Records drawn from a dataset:
● ● ● ● ● ● ●

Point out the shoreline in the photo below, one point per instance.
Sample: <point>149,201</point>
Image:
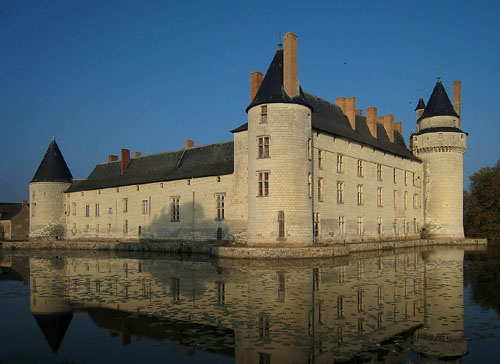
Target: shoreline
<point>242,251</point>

● ● ● ● ● ● ●

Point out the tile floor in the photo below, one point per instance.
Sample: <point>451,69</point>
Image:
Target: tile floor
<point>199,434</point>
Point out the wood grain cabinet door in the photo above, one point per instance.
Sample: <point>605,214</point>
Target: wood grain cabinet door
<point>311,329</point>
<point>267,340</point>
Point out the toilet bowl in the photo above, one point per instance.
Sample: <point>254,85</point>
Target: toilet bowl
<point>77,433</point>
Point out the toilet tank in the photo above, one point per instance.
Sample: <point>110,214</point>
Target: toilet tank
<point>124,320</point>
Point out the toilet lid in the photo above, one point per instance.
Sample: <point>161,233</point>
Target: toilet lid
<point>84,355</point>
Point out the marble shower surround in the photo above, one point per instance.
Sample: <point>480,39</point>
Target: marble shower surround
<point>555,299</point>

● ● ● ● ● ● ●

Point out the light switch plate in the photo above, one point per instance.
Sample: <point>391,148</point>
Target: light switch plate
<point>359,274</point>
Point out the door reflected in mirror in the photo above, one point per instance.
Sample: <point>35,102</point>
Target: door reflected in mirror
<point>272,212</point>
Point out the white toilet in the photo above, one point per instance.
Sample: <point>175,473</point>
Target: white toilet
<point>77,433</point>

● ● ● ● ● ● ●

Work instructions - Lines in the records that hold "above" should be tallied, with the total given on its own.

Result - 8